Instructions to follow: Could you reproduce, word for word, everything below from the line containing "column 74, row 350" down to the line containing "column 147, row 271", with both of those lines included and no others?

##########

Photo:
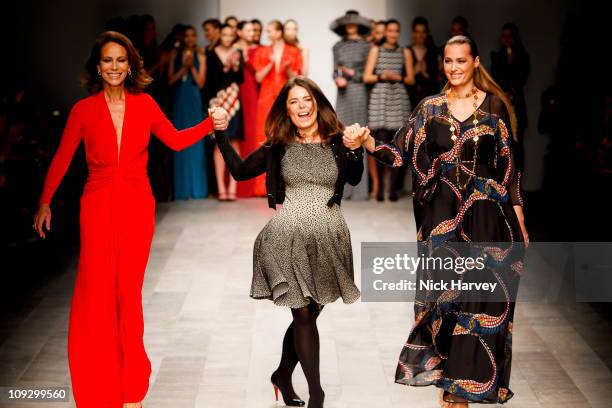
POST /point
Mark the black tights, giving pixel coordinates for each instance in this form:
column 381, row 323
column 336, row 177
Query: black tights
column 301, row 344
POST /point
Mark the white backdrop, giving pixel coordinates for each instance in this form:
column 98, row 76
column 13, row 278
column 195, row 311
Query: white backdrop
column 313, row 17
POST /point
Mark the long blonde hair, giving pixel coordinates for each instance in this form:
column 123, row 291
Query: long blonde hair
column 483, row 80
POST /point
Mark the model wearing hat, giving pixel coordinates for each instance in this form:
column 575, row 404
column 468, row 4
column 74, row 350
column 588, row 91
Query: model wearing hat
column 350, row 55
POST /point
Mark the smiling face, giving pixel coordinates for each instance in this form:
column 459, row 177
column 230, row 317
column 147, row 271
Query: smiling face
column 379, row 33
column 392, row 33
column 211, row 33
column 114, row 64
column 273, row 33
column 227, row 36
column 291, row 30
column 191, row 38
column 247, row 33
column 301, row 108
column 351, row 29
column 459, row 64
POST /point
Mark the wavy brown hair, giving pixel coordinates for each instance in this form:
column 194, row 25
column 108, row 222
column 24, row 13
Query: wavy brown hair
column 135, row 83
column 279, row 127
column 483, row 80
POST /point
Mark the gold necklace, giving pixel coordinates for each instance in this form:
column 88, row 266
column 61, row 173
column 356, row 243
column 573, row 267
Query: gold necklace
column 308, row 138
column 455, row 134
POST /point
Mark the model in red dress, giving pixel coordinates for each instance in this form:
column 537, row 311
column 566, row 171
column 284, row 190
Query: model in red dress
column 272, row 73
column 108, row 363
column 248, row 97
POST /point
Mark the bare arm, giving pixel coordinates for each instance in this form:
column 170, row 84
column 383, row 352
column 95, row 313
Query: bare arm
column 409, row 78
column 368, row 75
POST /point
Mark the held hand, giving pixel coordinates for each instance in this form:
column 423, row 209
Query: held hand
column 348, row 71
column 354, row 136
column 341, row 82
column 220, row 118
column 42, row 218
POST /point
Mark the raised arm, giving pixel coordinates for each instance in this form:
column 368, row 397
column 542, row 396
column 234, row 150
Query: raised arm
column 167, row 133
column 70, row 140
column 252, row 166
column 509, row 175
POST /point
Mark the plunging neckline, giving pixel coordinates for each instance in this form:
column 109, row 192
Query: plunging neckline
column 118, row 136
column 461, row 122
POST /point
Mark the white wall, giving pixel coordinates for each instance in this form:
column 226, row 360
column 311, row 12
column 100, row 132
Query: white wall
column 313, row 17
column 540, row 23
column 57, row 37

##########

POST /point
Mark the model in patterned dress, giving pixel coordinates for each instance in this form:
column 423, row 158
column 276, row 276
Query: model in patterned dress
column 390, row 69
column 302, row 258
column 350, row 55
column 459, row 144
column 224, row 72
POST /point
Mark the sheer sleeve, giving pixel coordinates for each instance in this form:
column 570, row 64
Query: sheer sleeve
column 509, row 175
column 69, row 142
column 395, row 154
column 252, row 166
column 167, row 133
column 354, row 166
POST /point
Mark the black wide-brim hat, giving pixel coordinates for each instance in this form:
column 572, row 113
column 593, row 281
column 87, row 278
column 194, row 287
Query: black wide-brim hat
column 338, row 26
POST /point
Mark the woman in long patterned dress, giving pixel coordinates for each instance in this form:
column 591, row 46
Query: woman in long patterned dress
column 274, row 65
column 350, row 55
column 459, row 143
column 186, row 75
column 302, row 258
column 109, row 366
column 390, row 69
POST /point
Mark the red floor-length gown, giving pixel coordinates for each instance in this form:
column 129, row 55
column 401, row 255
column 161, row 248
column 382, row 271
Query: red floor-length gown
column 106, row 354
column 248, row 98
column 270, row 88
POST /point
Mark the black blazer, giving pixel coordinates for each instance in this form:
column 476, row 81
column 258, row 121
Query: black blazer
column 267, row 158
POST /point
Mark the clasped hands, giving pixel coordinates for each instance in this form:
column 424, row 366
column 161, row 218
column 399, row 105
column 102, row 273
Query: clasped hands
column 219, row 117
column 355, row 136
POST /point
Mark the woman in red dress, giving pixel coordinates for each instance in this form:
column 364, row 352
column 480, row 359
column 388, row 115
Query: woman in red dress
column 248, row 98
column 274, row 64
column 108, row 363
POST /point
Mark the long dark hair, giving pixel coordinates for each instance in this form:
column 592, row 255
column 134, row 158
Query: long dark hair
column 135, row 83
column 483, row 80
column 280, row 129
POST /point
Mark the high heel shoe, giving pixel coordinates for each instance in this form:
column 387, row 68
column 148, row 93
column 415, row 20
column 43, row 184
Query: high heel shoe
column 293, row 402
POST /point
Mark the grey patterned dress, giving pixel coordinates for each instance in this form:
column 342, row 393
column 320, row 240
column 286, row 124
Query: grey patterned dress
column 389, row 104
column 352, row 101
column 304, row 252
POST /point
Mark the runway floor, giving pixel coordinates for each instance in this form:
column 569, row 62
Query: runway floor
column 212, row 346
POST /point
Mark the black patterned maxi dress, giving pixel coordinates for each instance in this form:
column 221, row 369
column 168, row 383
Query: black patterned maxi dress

##########

Result for this exercise:
column 74, row 350
column 588, row 91
Query: model wearing hat
column 350, row 55
POST /point
Mark the smiling face, giving pixel coordinates for each instance in this form:
column 459, row 177
column 230, row 317
column 147, row 271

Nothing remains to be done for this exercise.